Texte affiché:

══════════

(CRP/Syfia) L'Etat congolais promet d'organiser les législatives de juillet en toute transparence, en associant la société civile et l'opposition. Mais une partie de cette dernière s'estime déjà flouée par la récente révision des listes électorales.
"Pas de tromperie cette fois-ci !", s'exclame Simplice, 18 ans après s'être inscrit pour la première fois sur les listes électorales. "Souvent, dit-il, on dit que les jeux sont faits d'avance lors des élections. Aujourd'hui au moins, tout le monde peut y voir clair, parce que tout le monde est représenté."
L'administration congolaise semble déterminée à offrir en juillet prochain une élection législative aussi transparente que possible. En décembre dernier, à Ewo, à quelque 700 km au nord-ouest de Brazzaville, une concertation a ainsi regroupé les partis politiques (majorité et opposition), la société civile et l'administration. Elle a débouché sur le principe d'une organisation consensuelle du prochain scrutin. Et, "cette fois-ci, il n'y aura plus de fraude", avait promis Denis Sassou Nguesso, président de la République, avant et après la concertation d'Ewo.
Certains voient dans cette organisation consensuelle un gage de transparence. "Pour la première fois, la société civile est conséquemment impliquée dans les opérations électorales. Cette fois-ci, je suis sûre qu'il n'y aura pas trop de contestation", expliquait, le 24 mars au cours d'une interview, Régine Ngoma, présidente de l'Agence régionale d'information et de prévention contre le sida (Arips), ONG congolaise associée au Forum des organisations de la société civile pour les élections libres (Fosocel) pour cette correction des listes électorales.
"Opposants factices"
Une satisfaction partagée par certains représentants de partis politiques. "Tout se passe comme prévu. Tous les partis ou groupements politiques sont représentés. Il n'y a rien d'opaque", a estimé Jean Ingrid Mboungou, membre du Parti congolais du travail (PCT) et représentant de la majorité présidentielle lors de la révision des listes électorales au centre du quartier 109 (arrondissement 3 Tié-Tié). L'accès à d'autres sites de révision n'a cependant pas été permis à nos équipes, faute d'autorisation du ministère de l'Intérieur.

══════════

Données enregistrées:
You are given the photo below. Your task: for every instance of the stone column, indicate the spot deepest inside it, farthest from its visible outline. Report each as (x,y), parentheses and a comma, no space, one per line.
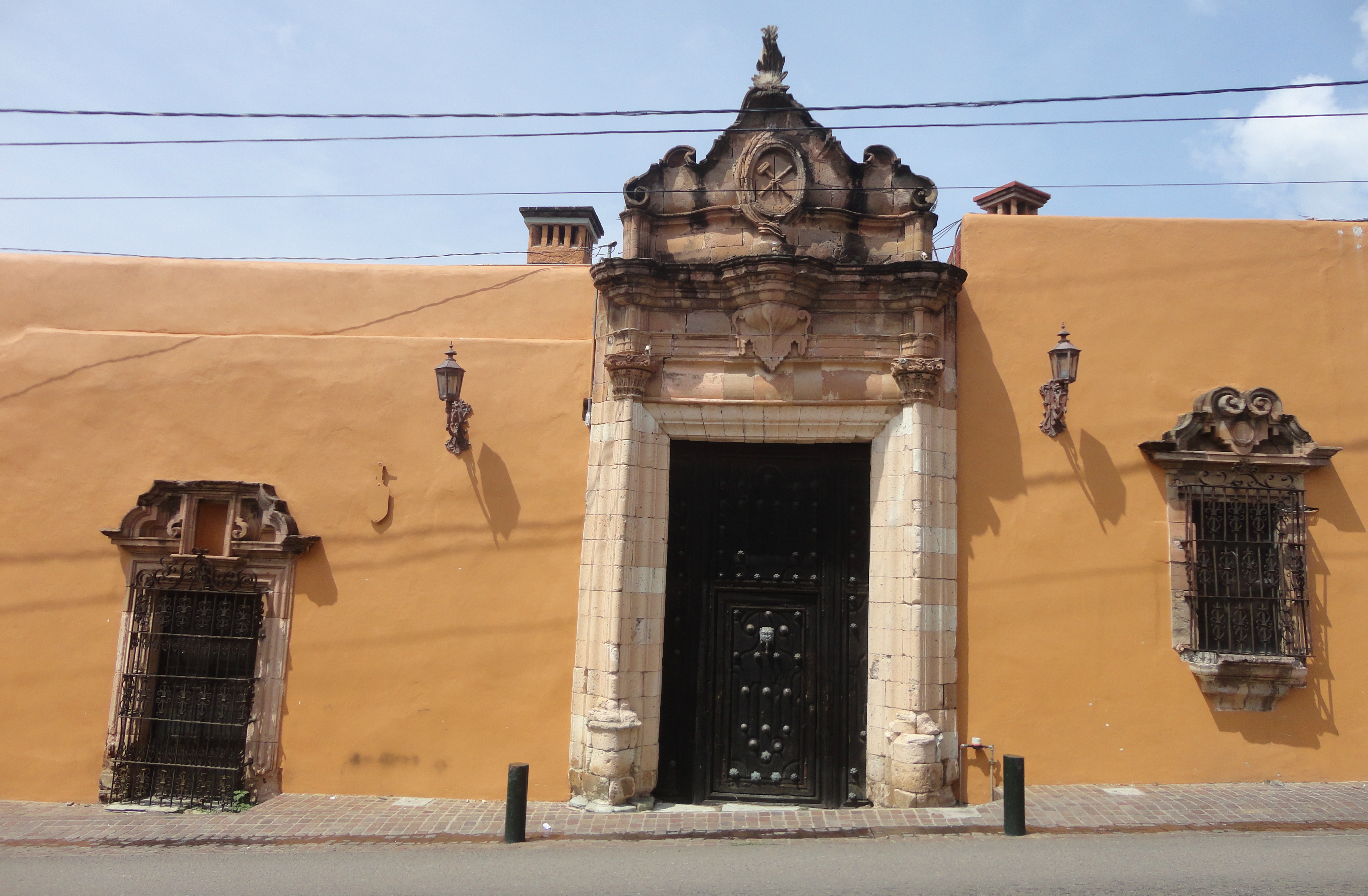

══════════

Tâches à faire:
A: Dans l'article sur les législatives congolaises, reprenez le passage en commençant par "L'administration congolaise semble" et en terminant par "la concertation d'Ewo.", en changeant "concertation" en "réunion".
B: Répondez à ces questions d'après l'article sur les législatives congolaises :
(i) À quelle distance de Brazzaville se trouve Ewo ?
(ii) Quelle ONG Régine Ngoma préside-t-elle ?
(iii) De quel parti Jean Ingrid Mboungou est-il membre ?
C: D'après l'article sur les législatives congolaises, dites si chaque affirmation est juste, en citant les mots qui le montrent :
(i) La concertation d'Ewo s'est tenue en décembre.
(ii) Les équipes ont pu se rendre sur d'autres sites de révision.
(iii) Les législatives sont prévues en juillet.

Réponses par tâche:
A:
L'administration congolaise semble déterminée à offrir en juillet prochain une élection législative aussi transparente que possible. En décembre dernier, à Ewo, à quelque 700 km au nord-ouest de Brazzaville, une réunion a ainsi regroupé les partis politiques (majorité et opposition), la société civile et l'administration. Elle a débouché sur le principe d'une organisation consensuelle du prochain scrutin. Et, "cette fois-ci, il n'y aura plus de fraude", avait promis Denis Sassou Nguesso, président de la République, avant et après la réunion d'Ewo.

B:
(i) À quelque 700 km au nord-ouest de Brazzaville.
(ii) L'Agence régionale d'information et de prévention contre le sida (Arips).
(iii) Du Parti congolais du travail (PCT).

C:
(i) Oui : « En décembre dernier, à Ewo »
(ii) Non : « L'accès à d'autres sites de révision n'a cependant pas été permis à nos équipes »
(iii) Oui : « les législatives de juillet »